_Your objective_
Write out every line of the records below, requests included, and offset each coordinate in the answers by -17. Leave the pictures out.

Items from a dataset:
-*-

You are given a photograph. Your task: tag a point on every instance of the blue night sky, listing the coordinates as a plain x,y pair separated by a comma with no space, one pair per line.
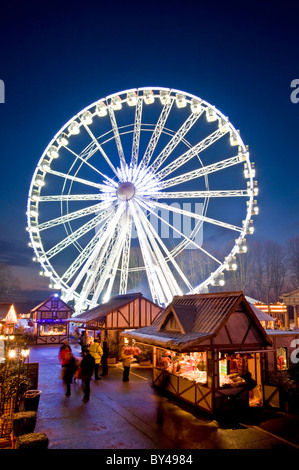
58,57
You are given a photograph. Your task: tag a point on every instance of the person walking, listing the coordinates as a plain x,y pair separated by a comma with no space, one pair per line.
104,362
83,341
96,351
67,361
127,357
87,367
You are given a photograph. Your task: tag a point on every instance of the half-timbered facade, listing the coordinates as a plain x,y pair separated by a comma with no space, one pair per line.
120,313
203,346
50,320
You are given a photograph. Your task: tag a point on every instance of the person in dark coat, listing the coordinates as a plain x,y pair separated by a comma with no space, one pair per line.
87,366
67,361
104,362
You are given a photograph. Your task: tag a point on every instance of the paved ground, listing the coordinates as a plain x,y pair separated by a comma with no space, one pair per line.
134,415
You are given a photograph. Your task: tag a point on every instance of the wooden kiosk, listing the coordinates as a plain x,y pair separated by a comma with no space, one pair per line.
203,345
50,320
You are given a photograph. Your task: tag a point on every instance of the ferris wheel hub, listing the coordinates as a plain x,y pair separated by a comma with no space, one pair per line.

-*-

_Finished task_
You are given a photograph. Your task: tag a point on every instance of the blue night sky, listing the coordinates as a plain x,y pair separated by a comma with no space, one pair per line.
41,40
You are given a photograph. Your task: tag a point on every instance of the person walking, listing the coordinates as a plain x,y pair separated by a comma with no space, one pair per line.
87,345
66,324
79,334
50,344
110,340
70,350
You are given a photograph. Your task: tag a point on every instance of the half-timbered facade, listing the coordinates as a plain x,y pair separated by a comma with no space, one pair per line.
103,296
186,329
33,303
You are given a photograph. Your task: tag a point on every instance of the person in dark coat, listing the coordinates as a plain x,y pair separated by a comma with no space, one pair per line.
70,349
50,344
87,345
You are given a photograph. Your task: tag a point on every instance of the paved ground, listing the coordinates as a plain x,y pair separated by a comma with no space, one pair per line.
117,398
You are given a photograph. Your task: tag a point on every instance of the wooden kiosk, listing the coordinates as a plain x,y pair separated by a comma with no space, one pair per line.
186,328
33,303
You are given a photograph. Your task: tag a point on every instance of the ferris wheel hub, listing the coordinates as a plain x,y pair separated by a comma with no space, one pair per line.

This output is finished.